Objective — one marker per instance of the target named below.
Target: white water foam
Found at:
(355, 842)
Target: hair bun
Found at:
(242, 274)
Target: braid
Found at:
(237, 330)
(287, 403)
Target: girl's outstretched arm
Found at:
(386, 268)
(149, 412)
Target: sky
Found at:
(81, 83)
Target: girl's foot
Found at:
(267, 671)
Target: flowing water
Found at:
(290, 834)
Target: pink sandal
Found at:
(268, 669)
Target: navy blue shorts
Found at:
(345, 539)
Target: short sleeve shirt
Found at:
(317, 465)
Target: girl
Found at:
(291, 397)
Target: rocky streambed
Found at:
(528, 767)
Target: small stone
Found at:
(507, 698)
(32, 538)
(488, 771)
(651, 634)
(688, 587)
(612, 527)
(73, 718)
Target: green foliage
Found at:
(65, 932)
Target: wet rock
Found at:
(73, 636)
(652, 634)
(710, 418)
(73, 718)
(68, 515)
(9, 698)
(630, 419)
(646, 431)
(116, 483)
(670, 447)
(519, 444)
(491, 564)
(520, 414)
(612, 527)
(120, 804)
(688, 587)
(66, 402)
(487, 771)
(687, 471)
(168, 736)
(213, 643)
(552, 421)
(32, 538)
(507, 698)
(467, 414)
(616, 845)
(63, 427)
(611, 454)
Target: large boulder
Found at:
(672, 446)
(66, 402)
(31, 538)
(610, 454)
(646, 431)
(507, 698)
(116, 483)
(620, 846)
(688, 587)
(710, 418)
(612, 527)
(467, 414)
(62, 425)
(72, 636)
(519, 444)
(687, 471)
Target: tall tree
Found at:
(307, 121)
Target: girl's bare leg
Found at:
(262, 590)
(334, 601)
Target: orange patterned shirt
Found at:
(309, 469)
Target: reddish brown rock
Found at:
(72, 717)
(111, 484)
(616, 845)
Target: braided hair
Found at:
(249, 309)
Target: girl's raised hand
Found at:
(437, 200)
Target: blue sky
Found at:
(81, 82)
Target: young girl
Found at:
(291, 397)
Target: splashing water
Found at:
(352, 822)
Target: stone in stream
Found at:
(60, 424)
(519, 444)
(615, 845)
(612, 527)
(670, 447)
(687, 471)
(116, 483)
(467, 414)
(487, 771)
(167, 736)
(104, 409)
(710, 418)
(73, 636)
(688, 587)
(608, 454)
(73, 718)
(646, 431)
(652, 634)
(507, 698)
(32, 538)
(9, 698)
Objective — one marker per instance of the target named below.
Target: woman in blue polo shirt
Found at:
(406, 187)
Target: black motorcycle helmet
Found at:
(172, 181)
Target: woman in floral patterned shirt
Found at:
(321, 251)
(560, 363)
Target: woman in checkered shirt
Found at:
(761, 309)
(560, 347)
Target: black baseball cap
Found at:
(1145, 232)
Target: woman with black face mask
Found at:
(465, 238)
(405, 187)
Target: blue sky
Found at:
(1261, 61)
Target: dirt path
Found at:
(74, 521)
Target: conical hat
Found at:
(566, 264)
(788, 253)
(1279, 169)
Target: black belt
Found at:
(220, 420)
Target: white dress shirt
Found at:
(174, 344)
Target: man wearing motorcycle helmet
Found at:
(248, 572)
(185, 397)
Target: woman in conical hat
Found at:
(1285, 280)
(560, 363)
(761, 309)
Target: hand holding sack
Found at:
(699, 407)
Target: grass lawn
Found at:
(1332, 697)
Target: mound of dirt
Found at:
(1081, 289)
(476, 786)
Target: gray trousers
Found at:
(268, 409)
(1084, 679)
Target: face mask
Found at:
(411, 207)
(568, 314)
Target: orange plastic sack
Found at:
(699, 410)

########################################

## Directions:
From the line with "Target: black motorcycle helmet" to the last line of the material, give every line again exactly, and only those lines.

## Exercise output:
Target: black motorcycle helmet
Found at:
(172, 181)
Target: woman in floral patterned shirt
Found at:
(321, 251)
(560, 363)
Target: woman in checkered shirt
Found at:
(761, 309)
(560, 347)
Target: black baseball cap
Found at:
(1145, 232)
Target: woman with black face mask
Found at:
(465, 238)
(405, 187)
Target: blue sky
Found at:
(1261, 61)
Target: dirt path
Found at:
(74, 521)
Target: conical hat
Found at:
(566, 264)
(788, 253)
(1279, 169)
Target: black belt
Found at:
(220, 420)
Target: white dress shirt
Found at:
(174, 344)
Target: man wearing motorcycle helmet
Found at:
(248, 572)
(185, 397)
Target: woman in conical hat
Found at:
(1285, 280)
(560, 363)
(761, 309)
Target: hand holding sack
Found at:
(699, 407)
Target: grass lawn
Found at:
(1332, 697)
Target: mound of dirt
Found at:
(1081, 289)
(476, 786)
Target: gray trousers
Found at:
(268, 409)
(1084, 679)
Target: face mask
Found at:
(411, 207)
(568, 314)
Target: orange plastic sack
Found at:
(699, 410)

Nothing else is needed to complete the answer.